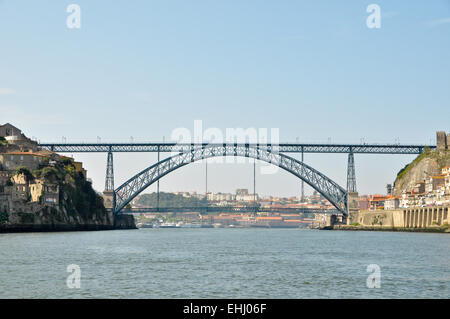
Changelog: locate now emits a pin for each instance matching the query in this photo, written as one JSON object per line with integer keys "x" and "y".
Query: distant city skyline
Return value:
{"x": 139, "y": 70}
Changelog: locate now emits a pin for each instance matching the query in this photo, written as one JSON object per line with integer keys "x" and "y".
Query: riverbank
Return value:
{"x": 390, "y": 229}
{"x": 120, "y": 222}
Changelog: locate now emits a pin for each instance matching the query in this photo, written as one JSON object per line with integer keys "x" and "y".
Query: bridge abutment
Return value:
{"x": 108, "y": 199}
{"x": 352, "y": 207}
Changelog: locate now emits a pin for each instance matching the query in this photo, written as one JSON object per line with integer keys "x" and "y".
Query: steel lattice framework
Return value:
{"x": 334, "y": 193}
{"x": 282, "y": 148}
{"x": 232, "y": 209}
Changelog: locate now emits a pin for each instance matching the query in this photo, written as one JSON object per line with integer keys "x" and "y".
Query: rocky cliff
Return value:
{"x": 429, "y": 163}
{"x": 54, "y": 197}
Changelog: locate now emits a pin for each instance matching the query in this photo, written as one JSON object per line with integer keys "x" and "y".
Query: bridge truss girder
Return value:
{"x": 334, "y": 193}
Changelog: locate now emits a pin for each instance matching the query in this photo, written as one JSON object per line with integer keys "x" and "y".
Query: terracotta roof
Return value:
{"x": 23, "y": 153}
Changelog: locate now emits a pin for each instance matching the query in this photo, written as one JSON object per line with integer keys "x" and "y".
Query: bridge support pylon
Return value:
{"x": 108, "y": 194}
{"x": 351, "y": 174}
{"x": 109, "y": 181}
{"x": 352, "y": 207}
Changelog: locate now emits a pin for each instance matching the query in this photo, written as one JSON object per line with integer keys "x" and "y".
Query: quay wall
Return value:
{"x": 435, "y": 218}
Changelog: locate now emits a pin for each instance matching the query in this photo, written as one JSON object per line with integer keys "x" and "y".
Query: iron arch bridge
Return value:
{"x": 334, "y": 193}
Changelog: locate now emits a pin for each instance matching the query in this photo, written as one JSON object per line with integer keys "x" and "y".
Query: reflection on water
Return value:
{"x": 225, "y": 263}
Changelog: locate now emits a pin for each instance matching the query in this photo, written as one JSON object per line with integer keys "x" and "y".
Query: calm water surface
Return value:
{"x": 225, "y": 263}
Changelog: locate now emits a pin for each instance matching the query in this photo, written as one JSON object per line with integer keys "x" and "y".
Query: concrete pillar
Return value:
{"x": 352, "y": 207}
{"x": 108, "y": 199}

☆ ☆ ☆ ☆

▶ **Exercise aim**
Exactly reproduce the entries above, minus the pictures.

▶ **Exercise result**
Changelog: locate now emits a pin for each instance matching the query in this photo, written as one JSON object per line with integer keys "x" and "y".
Query: distant city skyline
Return value:
{"x": 139, "y": 70}
Changelog: locate now emits a pin for each instance matching the query in this photo, written as one JSON object per line with integer keys "x" and "y".
Query: riverbank
Return value:
{"x": 390, "y": 229}
{"x": 120, "y": 222}
Changelog: locate now emits a pin for each instance matching the query in this photo, written as one JSON object per line with integer keys "x" and "y".
Query: bridge abutment
Return value:
{"x": 108, "y": 199}
{"x": 352, "y": 207}
Changelog: locate now emits a pin for each instance matching the query in this photo, written as one JSON object per line with integer keys "x" and "y".
Query: steel lattice framework
Return value:
{"x": 334, "y": 193}
{"x": 282, "y": 148}
{"x": 232, "y": 209}
Changelog: locate now emits a pin for each instance matching the query in this photo, written as one JSON object per line with integer keys "x" and "y".
Query: rocky cliff
Return value:
{"x": 429, "y": 163}
{"x": 54, "y": 197}
Changelog: locate now emits a pin for each instance matching the query in this photo, written as one JSON object per line with integer keys "x" and "y".
Query: bridge truss girder
Return value:
{"x": 334, "y": 193}
Changelog: locate now emits a pin for each instance matching the query in this photo, written as one JSON object per line with integer keys "x" and "y".
Query: terracotta roof
Return value:
{"x": 23, "y": 153}
Changelog: locate now emits a pin for each instance matching the query in this photo, written as one JSON object per line with integer keys "x" and "y".
Query: bridge support pylon
Return value:
{"x": 108, "y": 194}
{"x": 351, "y": 174}
{"x": 109, "y": 181}
{"x": 352, "y": 207}
Changelog: locate now emits a pin for each instance matching the query in this photo, written as one JSON object per line with integer keys "x" and "y".
Query: quay wall
Return value:
{"x": 435, "y": 218}
Changelog: locate now emits a pin for each instance matching the query in this photo, written as one JSON object per line with integer keys "x" and "y".
Query: iron arch bridge
Return value:
{"x": 334, "y": 193}
Changelog: locate now emits a pin for each instance matching the query in this photo, written as one JSON object per line with integer keys "x" and "y".
Query: reflection on water
Return value:
{"x": 225, "y": 263}
Changelog: locate now emits a pin for each instance matching the query in this photo, written as one JSON object per line with integer keys "x" and "y".
Query: calm water surface
Return value:
{"x": 225, "y": 263}
Changelog: locate now emits a pin for each instance matching the query in this photo, written as one JSON object per line with integer keys "x" and "y".
Query: concrete pillar
Return value:
{"x": 352, "y": 207}
{"x": 108, "y": 199}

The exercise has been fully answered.